--- Material to process Enclosed Below ---

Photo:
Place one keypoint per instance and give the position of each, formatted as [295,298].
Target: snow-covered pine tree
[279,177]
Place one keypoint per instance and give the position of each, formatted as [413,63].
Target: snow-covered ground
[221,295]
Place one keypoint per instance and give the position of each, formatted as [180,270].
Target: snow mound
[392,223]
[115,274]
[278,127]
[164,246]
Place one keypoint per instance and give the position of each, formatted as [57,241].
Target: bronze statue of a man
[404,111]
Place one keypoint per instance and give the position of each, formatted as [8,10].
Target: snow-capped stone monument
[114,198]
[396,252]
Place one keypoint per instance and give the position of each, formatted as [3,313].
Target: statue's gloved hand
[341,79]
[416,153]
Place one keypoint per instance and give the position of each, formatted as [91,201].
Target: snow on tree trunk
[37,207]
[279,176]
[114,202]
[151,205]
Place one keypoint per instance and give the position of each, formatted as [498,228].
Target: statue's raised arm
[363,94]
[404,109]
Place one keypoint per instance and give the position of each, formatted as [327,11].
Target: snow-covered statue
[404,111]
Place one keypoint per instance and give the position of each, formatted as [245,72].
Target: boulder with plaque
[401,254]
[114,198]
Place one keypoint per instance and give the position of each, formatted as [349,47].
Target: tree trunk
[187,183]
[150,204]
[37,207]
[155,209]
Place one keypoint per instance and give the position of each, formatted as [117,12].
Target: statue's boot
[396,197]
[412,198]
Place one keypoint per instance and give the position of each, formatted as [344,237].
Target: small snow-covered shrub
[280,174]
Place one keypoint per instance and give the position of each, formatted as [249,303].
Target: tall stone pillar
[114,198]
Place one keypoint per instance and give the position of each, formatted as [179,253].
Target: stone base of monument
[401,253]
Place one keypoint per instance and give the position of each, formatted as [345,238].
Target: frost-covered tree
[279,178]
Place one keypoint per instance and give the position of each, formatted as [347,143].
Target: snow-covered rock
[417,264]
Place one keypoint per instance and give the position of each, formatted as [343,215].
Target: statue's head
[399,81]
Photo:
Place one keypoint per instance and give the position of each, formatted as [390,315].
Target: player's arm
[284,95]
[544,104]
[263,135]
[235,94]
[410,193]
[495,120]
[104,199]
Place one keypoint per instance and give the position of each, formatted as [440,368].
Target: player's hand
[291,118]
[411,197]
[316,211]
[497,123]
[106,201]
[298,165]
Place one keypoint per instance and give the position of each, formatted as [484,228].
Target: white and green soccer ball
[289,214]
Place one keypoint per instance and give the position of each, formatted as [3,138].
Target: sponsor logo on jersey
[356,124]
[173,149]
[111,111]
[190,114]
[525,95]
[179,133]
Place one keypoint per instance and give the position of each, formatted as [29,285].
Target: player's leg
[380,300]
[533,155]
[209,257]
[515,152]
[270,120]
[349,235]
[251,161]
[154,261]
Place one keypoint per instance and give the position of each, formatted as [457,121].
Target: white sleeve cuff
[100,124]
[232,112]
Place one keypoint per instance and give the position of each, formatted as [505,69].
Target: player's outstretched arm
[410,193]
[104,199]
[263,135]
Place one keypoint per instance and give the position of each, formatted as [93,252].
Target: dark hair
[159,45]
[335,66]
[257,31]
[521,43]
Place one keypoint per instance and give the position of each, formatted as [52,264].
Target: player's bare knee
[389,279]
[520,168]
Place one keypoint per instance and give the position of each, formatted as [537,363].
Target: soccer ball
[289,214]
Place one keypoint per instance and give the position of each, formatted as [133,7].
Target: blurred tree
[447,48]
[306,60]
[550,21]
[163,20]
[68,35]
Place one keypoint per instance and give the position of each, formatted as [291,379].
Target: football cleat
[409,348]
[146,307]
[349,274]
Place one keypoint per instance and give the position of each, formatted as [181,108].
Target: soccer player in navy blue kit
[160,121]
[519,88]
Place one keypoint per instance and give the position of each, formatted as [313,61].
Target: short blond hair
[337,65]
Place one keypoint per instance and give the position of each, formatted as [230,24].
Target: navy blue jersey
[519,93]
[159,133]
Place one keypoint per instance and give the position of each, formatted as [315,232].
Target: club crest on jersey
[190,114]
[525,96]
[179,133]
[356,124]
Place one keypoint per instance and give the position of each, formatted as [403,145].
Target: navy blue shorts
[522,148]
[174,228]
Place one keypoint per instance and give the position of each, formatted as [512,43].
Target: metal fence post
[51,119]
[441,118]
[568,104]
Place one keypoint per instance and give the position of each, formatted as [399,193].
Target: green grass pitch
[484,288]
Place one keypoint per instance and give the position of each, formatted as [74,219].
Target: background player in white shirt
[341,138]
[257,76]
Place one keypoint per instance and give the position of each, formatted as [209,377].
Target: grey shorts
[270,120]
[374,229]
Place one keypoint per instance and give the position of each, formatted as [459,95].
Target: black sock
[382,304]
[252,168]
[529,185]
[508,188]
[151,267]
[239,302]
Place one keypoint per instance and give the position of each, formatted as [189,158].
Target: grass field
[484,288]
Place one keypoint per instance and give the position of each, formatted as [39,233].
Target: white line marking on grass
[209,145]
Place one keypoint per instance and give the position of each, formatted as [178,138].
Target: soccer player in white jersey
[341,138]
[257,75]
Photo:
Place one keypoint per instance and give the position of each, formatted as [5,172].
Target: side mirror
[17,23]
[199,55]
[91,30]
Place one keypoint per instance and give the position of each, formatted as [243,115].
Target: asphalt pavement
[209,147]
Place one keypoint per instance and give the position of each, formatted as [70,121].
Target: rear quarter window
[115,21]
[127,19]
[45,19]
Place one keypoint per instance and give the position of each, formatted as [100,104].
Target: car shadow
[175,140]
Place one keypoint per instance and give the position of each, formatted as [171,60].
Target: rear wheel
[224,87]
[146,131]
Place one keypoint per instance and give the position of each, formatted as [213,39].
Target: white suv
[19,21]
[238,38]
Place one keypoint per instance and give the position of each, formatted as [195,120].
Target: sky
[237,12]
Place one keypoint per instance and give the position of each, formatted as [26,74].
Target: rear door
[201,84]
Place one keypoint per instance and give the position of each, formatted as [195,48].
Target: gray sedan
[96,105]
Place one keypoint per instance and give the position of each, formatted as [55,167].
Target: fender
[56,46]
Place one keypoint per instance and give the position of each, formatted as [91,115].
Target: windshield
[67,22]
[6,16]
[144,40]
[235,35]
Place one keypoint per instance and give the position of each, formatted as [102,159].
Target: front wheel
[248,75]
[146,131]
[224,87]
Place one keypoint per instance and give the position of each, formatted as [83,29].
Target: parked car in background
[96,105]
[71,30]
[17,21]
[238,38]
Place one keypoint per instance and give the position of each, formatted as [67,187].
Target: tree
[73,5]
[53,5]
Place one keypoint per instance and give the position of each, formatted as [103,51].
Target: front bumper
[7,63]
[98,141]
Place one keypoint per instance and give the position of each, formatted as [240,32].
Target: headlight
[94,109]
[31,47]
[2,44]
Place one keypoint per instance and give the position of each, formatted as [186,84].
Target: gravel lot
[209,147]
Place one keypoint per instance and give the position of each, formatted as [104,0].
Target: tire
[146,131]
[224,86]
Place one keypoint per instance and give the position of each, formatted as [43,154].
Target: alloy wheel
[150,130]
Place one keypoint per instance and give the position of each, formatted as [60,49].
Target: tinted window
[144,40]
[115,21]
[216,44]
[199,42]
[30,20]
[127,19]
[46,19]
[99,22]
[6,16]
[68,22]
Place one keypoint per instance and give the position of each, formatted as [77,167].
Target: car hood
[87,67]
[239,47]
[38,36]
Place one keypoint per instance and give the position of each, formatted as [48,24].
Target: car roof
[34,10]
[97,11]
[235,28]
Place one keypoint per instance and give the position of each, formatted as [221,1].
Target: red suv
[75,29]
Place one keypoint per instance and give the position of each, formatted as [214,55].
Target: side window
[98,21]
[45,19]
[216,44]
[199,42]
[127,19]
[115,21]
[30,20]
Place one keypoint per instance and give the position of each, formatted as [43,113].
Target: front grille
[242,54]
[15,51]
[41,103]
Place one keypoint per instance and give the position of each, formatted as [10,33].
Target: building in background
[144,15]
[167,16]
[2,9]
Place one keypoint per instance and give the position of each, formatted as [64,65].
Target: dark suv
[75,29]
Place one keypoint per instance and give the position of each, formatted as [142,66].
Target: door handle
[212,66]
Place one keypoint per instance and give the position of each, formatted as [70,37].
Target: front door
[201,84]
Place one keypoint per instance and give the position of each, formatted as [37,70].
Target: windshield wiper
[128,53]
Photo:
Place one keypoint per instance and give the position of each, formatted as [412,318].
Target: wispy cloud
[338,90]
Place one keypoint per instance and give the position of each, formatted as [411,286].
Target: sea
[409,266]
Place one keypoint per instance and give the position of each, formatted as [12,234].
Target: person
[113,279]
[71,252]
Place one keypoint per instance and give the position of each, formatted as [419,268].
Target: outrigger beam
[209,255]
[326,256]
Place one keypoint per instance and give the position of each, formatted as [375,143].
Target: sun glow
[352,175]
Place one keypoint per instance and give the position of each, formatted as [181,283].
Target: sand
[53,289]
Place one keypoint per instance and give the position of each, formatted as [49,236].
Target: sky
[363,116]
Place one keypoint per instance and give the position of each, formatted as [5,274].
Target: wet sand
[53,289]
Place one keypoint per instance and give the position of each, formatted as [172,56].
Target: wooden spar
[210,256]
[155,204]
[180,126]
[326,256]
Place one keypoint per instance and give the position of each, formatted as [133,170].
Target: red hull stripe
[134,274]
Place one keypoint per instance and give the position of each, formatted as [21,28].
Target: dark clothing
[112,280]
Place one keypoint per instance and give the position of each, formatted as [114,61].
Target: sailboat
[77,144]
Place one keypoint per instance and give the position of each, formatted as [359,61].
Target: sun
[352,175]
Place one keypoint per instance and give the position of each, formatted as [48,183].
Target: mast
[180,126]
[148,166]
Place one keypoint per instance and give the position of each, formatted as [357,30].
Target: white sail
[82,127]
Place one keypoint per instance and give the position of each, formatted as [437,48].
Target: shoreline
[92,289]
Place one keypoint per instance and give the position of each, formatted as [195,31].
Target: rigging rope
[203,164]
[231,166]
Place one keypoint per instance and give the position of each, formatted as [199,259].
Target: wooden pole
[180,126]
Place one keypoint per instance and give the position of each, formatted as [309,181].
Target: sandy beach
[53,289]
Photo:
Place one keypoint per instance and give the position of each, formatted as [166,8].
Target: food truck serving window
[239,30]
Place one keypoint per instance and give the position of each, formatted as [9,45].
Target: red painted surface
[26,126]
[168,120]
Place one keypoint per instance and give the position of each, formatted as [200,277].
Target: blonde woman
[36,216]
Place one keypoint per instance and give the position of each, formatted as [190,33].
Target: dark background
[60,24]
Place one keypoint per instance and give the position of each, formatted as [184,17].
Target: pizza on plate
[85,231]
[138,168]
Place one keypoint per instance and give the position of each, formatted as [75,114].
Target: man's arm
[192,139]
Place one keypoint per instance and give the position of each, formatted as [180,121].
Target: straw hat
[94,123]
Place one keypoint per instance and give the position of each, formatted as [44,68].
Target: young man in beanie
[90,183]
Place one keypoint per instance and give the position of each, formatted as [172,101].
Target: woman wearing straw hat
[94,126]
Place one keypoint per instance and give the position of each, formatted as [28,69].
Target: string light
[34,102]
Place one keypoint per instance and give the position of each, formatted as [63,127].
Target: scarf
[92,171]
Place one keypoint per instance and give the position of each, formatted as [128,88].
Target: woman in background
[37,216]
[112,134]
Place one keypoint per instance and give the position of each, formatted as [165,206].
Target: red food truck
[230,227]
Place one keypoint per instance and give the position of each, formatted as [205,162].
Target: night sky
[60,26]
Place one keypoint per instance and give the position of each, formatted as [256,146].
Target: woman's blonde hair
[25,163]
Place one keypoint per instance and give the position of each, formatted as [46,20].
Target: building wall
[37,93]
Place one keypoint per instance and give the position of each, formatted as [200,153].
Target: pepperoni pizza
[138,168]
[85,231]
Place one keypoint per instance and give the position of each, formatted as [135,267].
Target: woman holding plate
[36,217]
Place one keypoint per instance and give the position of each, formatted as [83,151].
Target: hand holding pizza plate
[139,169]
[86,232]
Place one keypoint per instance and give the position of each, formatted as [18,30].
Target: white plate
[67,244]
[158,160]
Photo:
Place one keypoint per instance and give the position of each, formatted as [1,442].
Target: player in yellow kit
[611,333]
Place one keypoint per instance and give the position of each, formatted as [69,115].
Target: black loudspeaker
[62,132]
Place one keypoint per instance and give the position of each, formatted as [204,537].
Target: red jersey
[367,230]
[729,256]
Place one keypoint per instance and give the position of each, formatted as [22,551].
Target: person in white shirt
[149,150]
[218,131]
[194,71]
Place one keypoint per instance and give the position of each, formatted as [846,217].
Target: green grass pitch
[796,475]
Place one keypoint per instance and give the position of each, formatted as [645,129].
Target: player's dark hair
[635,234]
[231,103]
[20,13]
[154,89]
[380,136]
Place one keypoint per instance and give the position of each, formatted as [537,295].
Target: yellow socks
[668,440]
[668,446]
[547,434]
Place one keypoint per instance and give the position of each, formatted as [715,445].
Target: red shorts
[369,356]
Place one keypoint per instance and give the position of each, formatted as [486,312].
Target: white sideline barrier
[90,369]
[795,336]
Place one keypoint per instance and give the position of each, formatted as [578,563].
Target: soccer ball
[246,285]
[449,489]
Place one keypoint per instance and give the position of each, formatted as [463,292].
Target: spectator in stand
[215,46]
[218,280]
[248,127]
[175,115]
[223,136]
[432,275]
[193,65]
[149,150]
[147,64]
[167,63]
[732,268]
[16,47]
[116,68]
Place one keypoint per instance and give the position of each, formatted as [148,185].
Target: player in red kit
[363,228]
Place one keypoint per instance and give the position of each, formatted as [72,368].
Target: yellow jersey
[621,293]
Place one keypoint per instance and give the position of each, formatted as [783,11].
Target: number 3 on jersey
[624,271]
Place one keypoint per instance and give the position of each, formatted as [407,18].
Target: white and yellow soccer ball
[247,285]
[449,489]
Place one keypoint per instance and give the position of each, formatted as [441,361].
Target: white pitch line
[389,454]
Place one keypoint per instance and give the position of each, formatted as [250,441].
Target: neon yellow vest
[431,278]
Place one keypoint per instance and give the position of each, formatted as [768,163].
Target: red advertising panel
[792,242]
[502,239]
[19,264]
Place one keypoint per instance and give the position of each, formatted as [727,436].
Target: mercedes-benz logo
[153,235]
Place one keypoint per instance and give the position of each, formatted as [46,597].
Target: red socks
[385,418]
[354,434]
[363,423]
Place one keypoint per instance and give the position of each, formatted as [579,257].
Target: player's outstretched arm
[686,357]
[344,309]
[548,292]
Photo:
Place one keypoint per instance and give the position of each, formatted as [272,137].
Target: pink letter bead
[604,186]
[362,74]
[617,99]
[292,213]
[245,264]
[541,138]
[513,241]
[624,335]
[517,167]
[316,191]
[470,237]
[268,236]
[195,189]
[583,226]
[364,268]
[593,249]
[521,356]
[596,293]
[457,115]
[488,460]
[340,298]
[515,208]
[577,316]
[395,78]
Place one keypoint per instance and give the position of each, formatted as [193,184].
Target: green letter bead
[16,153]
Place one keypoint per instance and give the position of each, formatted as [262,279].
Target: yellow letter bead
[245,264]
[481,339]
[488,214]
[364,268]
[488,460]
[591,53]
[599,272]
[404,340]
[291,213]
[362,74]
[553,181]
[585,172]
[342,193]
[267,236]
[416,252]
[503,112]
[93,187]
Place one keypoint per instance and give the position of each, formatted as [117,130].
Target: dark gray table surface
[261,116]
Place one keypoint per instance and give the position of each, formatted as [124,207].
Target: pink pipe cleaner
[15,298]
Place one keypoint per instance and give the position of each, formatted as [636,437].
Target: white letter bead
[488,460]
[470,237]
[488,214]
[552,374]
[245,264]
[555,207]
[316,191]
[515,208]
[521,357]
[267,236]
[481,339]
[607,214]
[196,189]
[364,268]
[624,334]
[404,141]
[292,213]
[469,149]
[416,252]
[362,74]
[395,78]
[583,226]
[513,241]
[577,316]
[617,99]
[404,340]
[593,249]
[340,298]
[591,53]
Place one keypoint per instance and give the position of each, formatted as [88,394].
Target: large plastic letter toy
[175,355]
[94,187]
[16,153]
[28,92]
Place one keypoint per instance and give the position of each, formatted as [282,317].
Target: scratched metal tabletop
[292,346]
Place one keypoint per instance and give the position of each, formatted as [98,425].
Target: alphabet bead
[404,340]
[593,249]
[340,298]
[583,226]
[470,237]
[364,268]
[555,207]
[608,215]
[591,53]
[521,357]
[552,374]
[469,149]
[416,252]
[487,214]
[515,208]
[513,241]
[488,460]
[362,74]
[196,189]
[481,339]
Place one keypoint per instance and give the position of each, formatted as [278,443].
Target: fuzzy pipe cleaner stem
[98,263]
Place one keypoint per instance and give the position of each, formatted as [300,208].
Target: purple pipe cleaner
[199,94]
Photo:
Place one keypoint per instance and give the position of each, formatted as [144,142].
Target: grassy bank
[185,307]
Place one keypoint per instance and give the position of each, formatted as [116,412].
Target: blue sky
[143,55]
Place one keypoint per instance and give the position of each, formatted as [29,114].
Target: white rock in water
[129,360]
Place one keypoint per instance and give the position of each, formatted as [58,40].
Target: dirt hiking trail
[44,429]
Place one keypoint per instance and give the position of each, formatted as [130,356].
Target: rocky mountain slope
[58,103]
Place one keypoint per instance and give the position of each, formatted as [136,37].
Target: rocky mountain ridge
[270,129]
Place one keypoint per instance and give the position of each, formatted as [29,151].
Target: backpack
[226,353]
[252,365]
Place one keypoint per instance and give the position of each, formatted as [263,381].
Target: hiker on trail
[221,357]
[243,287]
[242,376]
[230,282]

--- End of Enclosed Material to process ---

The problem: Both end lines included, restate word for word the lines above from the line with "formatted as [48,24]." to the line with "formatted as [214,55].", and nothing else.

Answer to this exercise:
Place one keypoint per instance and give the position of each, formatted as [48,24].
Target: car roof
[34,10]
[97,11]
[235,28]
Place one keypoint per instance and give the position of each, formatted as [221,1].
Target: red suv
[75,29]
Place one keypoint per instance and give the position of each, formatted as [214,55].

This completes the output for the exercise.